La Nef se présente comme une banque éthique. Pouvez-vous la présenter ?

C’est un projet qui a démarré, il y a plus de 30 ans. C’était alors une association d’épargnants qui a depuis bien grandi. On assure une transparence totale sur la circulation de l’argent qui transite chez nous en épargne. Sur la façon dont on va les utiliser. Et on publie l’intégralité des crédits que nous accordons, pour la plupart, à des entreprises qui s’inscrivent dans un projet environnemental, sociétal. Aujourd’hui, une banque éthique c’est essentiellement une banque d’épargne. Nous proposons un compte sur livret. Pour pouvoir utiliser l’argent, il faut se constituer une épargne. Nous ne sommes pas une banque classique, on est une société financière coopérative où tous les citoyens peuvent prendre une part. Aujourd’hui, nous avons 42.000 sociétaires.

Être une banque éthique, c’est avoir un contrôle complet sur les flux pour savoir d’où vient l’argent – pas d’activités néfastes – et de le gérer pour financer une activité vertueuse. Nous produisons le modèle bancaire de base : recevoir de l’argent et le transformer en crédit.

En octobre 2022, la Nef a lancé une campagne de financement pour lever 30 millions d’euros de fonds propres en trois ans. Pour quoi faire ?

··········

### À faire
- 1) D'après le texte sur la Nef, combien de sociétaires la Nef compte-t-elle aujourd'hui ?
- 2) Recopiez le passage du texte sur la Nef qui va de « C’est un projet » jusqu'à « nous avons 42.000 sociétaires. ».
Le matériel qui suit n'a aucun rapport avec le texte sur la Nef.

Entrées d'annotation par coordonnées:
··········

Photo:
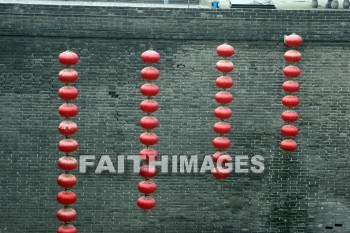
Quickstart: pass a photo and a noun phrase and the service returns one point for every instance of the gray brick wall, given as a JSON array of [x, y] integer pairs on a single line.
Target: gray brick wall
[[303, 193]]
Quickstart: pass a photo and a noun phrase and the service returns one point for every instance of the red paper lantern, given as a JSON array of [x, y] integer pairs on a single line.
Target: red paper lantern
[[225, 50], [290, 101], [68, 75], [149, 106], [216, 155], [223, 97], [67, 163], [147, 187], [150, 56], [224, 82], [68, 58], [221, 143], [222, 127], [149, 89], [66, 197], [291, 71], [68, 110], [290, 116], [147, 171], [223, 112], [67, 128], [292, 56], [148, 139], [149, 122], [224, 66], [67, 180], [220, 173], [290, 86], [68, 93], [293, 40], [68, 145], [66, 229], [223, 159], [66, 214], [150, 73], [148, 154], [289, 145], [146, 203], [289, 130]]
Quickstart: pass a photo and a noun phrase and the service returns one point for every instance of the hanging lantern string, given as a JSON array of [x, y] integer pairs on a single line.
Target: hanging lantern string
[[149, 122], [223, 97], [67, 145], [290, 101]]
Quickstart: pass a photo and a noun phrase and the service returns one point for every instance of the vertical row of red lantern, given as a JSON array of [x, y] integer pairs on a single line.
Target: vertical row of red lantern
[[67, 145], [223, 97], [291, 87], [148, 122]]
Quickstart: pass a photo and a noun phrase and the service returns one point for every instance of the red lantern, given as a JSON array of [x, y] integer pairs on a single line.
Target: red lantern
[[291, 71], [289, 145], [149, 89], [68, 145], [224, 66], [223, 159], [223, 112], [221, 143], [290, 101], [290, 116], [220, 173], [68, 58], [68, 128], [289, 130], [222, 127], [216, 155], [224, 82], [292, 56], [147, 187], [67, 180], [223, 97], [293, 40], [66, 229], [148, 154], [68, 75], [150, 73], [68, 110], [149, 122], [66, 214], [290, 86], [68, 93], [146, 203], [148, 139], [150, 56], [66, 197], [147, 171], [225, 50], [67, 163], [149, 106]]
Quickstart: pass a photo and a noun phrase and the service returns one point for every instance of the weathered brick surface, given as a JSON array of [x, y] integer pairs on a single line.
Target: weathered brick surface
[[297, 194]]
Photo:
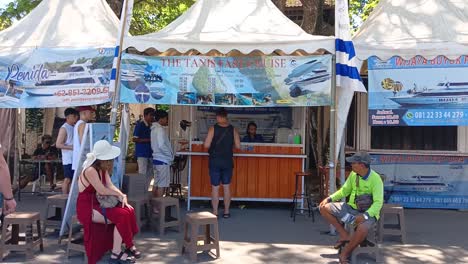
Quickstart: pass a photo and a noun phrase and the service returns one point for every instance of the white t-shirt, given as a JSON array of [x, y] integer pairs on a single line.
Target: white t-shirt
[[76, 145], [67, 154]]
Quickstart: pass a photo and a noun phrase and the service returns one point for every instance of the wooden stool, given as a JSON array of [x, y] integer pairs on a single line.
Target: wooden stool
[[10, 241], [369, 246], [301, 194], [59, 203], [76, 244], [190, 243], [398, 229], [165, 221], [138, 203]]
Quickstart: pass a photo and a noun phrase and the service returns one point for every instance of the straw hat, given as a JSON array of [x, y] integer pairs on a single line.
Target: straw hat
[[102, 150]]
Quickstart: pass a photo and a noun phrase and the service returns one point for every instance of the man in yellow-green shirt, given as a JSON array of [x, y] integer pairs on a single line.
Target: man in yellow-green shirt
[[361, 181]]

··········

### Réponses attendues
- 1) Elle compte 42.000 sociétaires.

- 2)
C’est un projet qui a démarré, il y a plus de 30 ans. C’était alors une association d’épargnants qui a depuis bien grandi. On assure une transparence totale sur la circulation de l’argent qui transite chez nous en épargne. Sur la façon dont on va les utiliser. Et on publie l’intégralité des crédits que nous accordons, pour la plupart, à des entreprises qui s’inscrivent dans un projet environnemental, sociétal. Aujourd’hui, une banque éthique c’est essentiellement une banque d’épargne. Nous proposons un compte sur livret. Pour pouvoir utiliser l’argent, il faut se constituer une épargne. Nous ne sommes pas une banque classique, on est une société financière coopérative où tous les citoyens peuvent prendre une part. Aujourd’hui, nous avons 42.000 sociétaires.